> _Selected excerpt_:
We can use the categorical column Species to color the points. The color aesthetic is used by geom_point and geom_smooth. Three different regression lines are now drawn. Notice that a legend is automatically created.

ggplot(data=iris,mapping=aes(x=Petal.Length,y=Petal.Width,color=Species))+
  geom_point()+
  geom_smooth(method="lm")

If we wanted to keep a common regression line while keeping the colors for the points, we could specify color aesthetic only for geom_point.

ggplot(data=iris,mapping=aes(x=Petal.Length,y=Petal.Width))+
  geom_point(aes(color=Species))+
  geom_smooth(method="lm")

1.4 Aesthetic parameter

We can change the size of all points by a fixed amount by specifying size outside the aesthetic parameter.

ggplot(data=iris,mapping=aes(x=Petal.Length,y=Petal.Width))+
  geom_point(aes(color=Species),size=3)+
  geom_smooth(method="lm")

1.5 Aesthetic mapping

We can map another variable as size of the points. This is done by specifying size inside the aesthetic mapping. Now the size of the points denote Sepal.Width. A new legend group is created to show this new aesthetic.

ggplot(data=iris,mapping=aes(x=Petal.Length,y=Petal.Width))+
  geom_point(aes(color=Species,size=Sepal.Width))+
  geom_smooth(method="lm")

[Records from a collection]
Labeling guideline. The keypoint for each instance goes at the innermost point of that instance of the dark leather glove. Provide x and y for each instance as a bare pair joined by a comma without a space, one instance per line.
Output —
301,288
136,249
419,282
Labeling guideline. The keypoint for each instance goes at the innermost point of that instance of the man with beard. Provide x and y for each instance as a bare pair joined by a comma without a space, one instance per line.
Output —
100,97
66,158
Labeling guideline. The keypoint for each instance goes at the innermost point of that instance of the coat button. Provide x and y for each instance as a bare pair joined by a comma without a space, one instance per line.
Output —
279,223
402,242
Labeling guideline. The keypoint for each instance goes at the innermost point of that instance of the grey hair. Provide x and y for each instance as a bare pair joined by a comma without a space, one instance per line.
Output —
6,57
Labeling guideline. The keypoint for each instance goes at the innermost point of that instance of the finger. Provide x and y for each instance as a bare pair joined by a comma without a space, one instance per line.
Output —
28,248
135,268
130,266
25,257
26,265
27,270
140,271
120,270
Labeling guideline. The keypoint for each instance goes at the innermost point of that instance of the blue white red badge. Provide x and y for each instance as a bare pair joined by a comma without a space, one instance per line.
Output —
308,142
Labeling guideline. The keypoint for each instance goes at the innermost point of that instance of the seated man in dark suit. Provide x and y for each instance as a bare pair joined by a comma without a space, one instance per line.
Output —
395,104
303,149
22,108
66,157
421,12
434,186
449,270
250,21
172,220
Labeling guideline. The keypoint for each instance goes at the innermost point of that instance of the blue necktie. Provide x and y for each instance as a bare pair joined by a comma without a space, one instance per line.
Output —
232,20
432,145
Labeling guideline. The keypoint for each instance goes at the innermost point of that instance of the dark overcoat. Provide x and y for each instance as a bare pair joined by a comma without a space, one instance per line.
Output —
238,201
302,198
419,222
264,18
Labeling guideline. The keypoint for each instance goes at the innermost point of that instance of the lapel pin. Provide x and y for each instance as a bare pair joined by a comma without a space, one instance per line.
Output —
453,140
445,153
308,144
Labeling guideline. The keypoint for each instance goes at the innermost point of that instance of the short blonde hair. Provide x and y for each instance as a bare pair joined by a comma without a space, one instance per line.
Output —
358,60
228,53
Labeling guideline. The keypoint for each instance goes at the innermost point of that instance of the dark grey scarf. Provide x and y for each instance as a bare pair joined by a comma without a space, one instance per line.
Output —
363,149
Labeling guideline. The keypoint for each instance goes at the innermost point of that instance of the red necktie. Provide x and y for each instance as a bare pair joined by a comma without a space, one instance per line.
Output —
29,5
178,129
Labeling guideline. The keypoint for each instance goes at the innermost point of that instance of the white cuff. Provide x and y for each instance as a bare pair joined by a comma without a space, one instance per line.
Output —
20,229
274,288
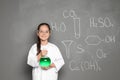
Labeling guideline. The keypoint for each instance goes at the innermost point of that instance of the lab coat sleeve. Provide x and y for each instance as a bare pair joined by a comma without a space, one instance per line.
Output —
32,58
59,61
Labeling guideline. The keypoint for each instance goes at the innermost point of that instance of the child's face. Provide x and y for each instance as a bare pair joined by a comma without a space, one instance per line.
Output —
43,33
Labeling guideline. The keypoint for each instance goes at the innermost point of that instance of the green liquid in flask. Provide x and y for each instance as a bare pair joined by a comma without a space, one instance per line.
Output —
45,62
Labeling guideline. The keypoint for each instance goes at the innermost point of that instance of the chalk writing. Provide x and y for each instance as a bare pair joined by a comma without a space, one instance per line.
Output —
100,22
61,28
77,27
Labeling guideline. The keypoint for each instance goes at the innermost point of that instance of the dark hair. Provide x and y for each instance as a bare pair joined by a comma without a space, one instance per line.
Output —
38,39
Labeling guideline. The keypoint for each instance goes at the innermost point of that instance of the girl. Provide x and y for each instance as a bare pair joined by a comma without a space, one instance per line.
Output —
44,48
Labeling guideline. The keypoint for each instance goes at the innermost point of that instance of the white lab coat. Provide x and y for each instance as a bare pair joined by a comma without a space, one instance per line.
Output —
56,58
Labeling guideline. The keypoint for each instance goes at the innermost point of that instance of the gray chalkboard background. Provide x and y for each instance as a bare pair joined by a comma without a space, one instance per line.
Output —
87,33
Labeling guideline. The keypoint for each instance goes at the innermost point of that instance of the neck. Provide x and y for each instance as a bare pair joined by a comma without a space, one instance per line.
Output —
44,42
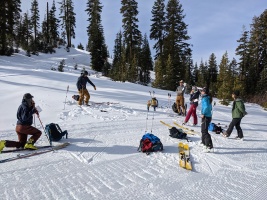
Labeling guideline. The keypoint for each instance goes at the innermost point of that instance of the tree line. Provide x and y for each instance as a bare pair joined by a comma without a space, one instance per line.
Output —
132,60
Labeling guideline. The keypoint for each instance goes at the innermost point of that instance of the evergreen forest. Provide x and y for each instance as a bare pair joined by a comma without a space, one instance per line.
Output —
132,58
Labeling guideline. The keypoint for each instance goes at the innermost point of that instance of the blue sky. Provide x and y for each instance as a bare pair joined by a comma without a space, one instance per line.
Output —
213,25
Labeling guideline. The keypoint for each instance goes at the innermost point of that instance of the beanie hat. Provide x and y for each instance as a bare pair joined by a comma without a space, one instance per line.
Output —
206,90
236,92
27,96
194,88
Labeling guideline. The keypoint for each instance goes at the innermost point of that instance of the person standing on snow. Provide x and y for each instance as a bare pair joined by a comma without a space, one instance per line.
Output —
25,119
206,115
238,112
180,98
194,96
81,86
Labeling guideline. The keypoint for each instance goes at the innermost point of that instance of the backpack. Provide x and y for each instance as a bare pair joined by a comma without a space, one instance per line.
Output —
214,128
54,132
154,102
177,133
150,143
76,97
174,108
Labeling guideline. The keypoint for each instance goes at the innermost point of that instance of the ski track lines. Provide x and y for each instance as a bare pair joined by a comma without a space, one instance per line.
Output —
101,164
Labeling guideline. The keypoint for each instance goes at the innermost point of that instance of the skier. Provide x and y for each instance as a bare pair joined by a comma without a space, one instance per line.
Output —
180,98
194,96
238,112
206,115
25,119
81,86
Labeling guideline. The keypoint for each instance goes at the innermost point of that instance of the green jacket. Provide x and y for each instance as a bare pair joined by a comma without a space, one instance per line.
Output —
238,110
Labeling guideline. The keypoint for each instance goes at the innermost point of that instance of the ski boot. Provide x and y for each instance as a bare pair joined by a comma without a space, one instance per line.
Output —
2,145
29,145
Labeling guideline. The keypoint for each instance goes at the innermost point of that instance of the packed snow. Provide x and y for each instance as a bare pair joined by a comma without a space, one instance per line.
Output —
102,161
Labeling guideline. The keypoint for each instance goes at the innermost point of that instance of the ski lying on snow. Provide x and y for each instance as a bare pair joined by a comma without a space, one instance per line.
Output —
16,150
190,132
187,130
35,152
184,156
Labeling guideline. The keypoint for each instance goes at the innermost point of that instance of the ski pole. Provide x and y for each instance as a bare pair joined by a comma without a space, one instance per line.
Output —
146,120
46,134
152,121
66,96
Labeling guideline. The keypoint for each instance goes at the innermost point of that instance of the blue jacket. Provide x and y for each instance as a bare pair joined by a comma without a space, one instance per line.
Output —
206,106
25,114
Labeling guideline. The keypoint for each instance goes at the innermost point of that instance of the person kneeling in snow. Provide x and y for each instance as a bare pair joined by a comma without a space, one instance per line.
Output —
81,86
25,119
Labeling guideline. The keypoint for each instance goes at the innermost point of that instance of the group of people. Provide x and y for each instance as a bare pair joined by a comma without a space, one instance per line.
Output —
238,112
27,109
26,113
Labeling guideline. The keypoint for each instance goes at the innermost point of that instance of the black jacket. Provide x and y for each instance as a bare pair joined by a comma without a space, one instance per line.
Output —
81,83
25,114
193,97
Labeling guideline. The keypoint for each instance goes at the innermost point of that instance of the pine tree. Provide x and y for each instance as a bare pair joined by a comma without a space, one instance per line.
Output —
157,26
35,17
175,46
244,60
80,46
117,53
159,74
27,32
53,25
225,86
96,40
146,63
131,33
9,15
68,19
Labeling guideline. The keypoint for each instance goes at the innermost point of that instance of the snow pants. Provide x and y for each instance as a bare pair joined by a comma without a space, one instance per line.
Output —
180,103
206,138
235,123
192,111
84,96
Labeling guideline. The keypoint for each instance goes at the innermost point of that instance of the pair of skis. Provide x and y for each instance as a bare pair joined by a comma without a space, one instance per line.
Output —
183,148
41,150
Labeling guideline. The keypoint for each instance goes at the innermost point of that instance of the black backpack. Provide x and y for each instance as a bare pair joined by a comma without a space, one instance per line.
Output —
177,133
214,128
54,132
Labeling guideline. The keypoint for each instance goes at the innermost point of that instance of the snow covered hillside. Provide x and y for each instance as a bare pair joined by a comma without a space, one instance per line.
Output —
102,161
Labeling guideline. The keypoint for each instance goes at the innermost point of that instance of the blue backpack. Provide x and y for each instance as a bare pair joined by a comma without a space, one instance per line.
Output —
54,132
150,143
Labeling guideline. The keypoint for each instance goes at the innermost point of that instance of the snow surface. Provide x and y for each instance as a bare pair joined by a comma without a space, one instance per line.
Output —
102,161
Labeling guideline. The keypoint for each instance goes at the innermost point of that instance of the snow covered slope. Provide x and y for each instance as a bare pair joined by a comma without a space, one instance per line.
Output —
102,161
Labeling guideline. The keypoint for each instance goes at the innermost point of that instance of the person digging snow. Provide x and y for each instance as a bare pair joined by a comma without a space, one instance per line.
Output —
81,86
24,126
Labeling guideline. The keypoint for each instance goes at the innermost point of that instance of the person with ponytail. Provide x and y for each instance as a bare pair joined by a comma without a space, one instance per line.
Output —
206,116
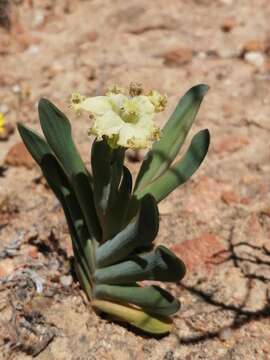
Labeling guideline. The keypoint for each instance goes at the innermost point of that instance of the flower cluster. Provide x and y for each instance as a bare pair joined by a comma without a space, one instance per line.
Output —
125,119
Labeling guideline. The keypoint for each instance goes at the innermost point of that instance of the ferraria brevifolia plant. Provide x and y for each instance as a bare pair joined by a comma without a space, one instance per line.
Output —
112,221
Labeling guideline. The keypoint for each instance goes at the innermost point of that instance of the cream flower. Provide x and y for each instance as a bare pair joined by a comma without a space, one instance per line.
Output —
125,120
2,123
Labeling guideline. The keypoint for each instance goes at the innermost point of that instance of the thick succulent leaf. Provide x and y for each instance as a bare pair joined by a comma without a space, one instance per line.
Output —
57,130
160,265
140,232
152,299
135,317
107,168
59,183
83,279
164,151
181,171
35,144
82,188
116,215
106,174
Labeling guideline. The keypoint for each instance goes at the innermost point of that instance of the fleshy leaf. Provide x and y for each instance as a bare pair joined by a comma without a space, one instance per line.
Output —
139,232
152,299
135,317
57,130
35,144
160,264
164,151
179,173
107,167
59,183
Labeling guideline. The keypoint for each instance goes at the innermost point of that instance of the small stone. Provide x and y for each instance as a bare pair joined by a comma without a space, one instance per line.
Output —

> _Required actions_:
a – Retype the ggplot2 excerpt from "1.4 Aesthetic parameter" up to and including "this new aesthetic.".
b – According to the ggplot2 excerpt, where should the color aesthetic be specified to keep a common regression line while the points stay colored?
c – Summarize the ggplot2 excerpt in two sentences.
The listing is separate material and has no connection to the ggplot2 excerpt.

> _Solutions to the problems_:
a –
1.4 Aesthetic parameter

We can change the size of all points by a fixed amount by specifying size outside the aesthetic parameter.

ggplot(data=iris,mapping=aes(x=Petal.Length,y=Petal.Width))+
  geom_point(aes(color=Species),size=3)+
  geom_smooth(method="lm")

1.5 Aesthetic mapping

We can map another variable as size of the points. This is done by specifying size inside the aesthetic mapping. Now the size of the points denote Sepal.Width. A new legend group is created to show this new aesthetic.

b – Only for geom_point.

c – Mapping the categorical column Species to color colors the points, draws three regression lines and creates a legend automatically, while setting color only in geom_point keeps a single common regression line. Specifying size outside the aesthetic changes all points by a fixed amount, whereas mapping it inside the aesthetic to Sepal.Width makes point size show that variable and adds a new legend group.